### MATERIAL ###

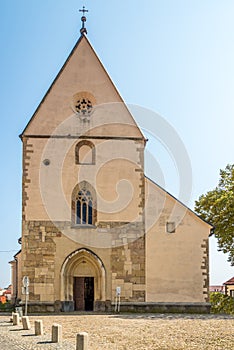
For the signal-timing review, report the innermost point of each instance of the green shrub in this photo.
(221, 304)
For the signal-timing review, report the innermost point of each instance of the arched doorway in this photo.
(83, 280)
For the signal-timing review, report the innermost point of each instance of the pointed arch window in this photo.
(84, 208)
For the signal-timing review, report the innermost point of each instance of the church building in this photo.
(95, 229)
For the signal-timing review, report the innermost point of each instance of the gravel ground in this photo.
(125, 332)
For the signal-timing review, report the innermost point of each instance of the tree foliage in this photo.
(217, 207)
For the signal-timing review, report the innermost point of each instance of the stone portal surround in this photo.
(127, 261)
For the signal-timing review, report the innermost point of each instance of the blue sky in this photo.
(173, 57)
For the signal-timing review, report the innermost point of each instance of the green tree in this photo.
(217, 207)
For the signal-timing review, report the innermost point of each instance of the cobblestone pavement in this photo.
(125, 332)
(15, 338)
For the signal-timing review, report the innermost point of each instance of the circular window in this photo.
(83, 103)
(83, 106)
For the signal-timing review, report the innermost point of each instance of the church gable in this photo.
(82, 100)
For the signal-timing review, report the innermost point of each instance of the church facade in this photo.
(94, 227)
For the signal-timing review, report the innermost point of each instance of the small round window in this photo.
(83, 106)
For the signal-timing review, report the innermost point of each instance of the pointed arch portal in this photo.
(83, 281)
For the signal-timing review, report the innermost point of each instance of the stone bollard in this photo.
(82, 341)
(38, 327)
(26, 322)
(16, 320)
(56, 333)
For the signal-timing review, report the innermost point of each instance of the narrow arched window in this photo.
(84, 208)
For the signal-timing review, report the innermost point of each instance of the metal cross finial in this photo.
(83, 19)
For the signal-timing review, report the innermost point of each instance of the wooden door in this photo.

###

_SHORT TASK_:
Write out all of the material above word for word, but leave out the images.

_SOLUTION TO THIS EXERCISE_:
For the signal-timing review, report the innermost point of each instance of the green shrub in this photo.
(221, 304)
For the signal-timing review, report the innermost point of each instance of the arched doorway in this photo.
(83, 280)
For the signal-timing review, report the innermost point of each instance of the pointed arch window in this photo.
(84, 208)
For the signal-timing review, report the innermost point of each instance of the church building in this photo.
(95, 229)
For the signal-timing review, report the innermost point of each instance of the gravel ground in this photo.
(125, 332)
For the signal-timing review, report the innermost point of each instance of the tree foliage in this photo.
(217, 207)
For the signal-timing review, report the innermost point of each instance of the stone portal surround in this photo.
(127, 261)
For the signal-timing review, report the innermost point of each instance of the blue sky in this photo.
(173, 57)
For the signal-timing review, report the innermost point of each instance of the green tree in this photo.
(217, 207)
For the signal-timing review, report the innermost point of each instance of the cobblestone pavement in this photo.
(125, 332)
(15, 338)
For the signal-timing review, report the innermost point of each instance of the circular window in this photo.
(83, 103)
(83, 106)
For the signal-timing review, report the innermost point of each instance of the church gable in this photo.
(82, 100)
For the signal-timing review, report the innermost point of each instance of the church facade in this photo.
(94, 227)
For the signal-timing review, report the innermost point of each instance of the small round window in this photo.
(83, 106)
For the signal-timing review, report the innermost point of each instance of the pointed arch portal in this photo.
(83, 281)
For the signal-timing review, report the innermost point of each instance of the stone bollard in this photo.
(82, 341)
(38, 327)
(26, 322)
(16, 320)
(56, 333)
For the signal-timing review, report the innermost point of each instance of the narrow arched window in this photo.
(84, 208)
For the signal-timing review, report the innermost point of each instance of the metal cross finial in this photo.
(83, 19)
For the signal-timing review, report the innermost point of each instance of the wooden door in this photo.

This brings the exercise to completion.